**SOURCE DATA:**
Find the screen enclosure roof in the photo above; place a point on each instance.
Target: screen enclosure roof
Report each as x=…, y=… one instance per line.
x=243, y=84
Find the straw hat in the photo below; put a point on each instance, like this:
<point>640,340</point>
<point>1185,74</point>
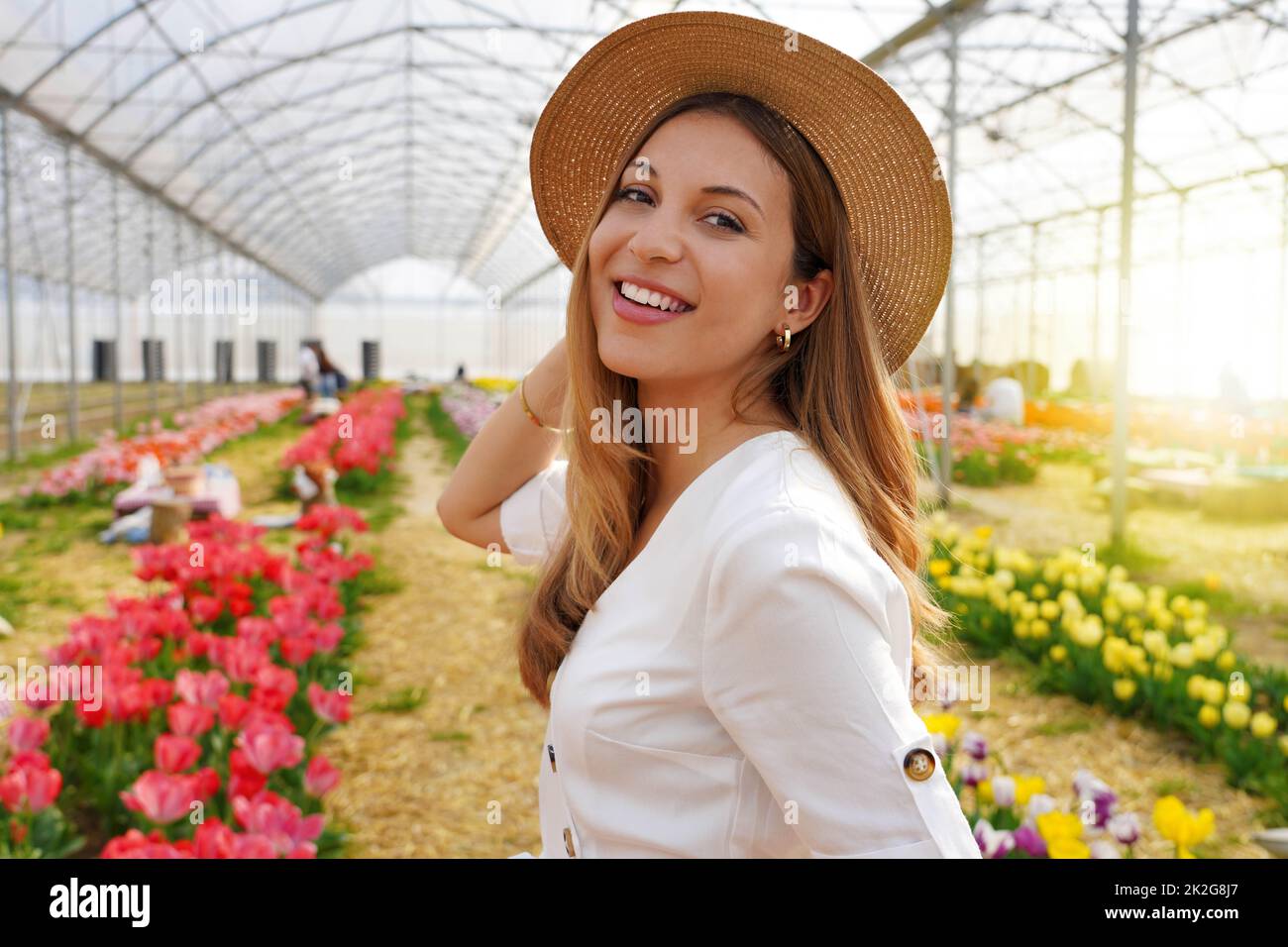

**TASK PROMPT:**
Render the listing above as a numbered list with one line per entry, omitting blank lines and leaving the pictures out.

**ANSWER FOR THE TASK:**
1. Find the screen enclosure roof in the photo above; place a point on each instance.
2. Target: screen enclosure roof
3. Report each as x=…, y=… one instance per line.
4. x=243, y=84
5. Find the straw hat in the photo below; put a point on each instance, like this:
6. <point>640,340</point>
7. <point>1185,74</point>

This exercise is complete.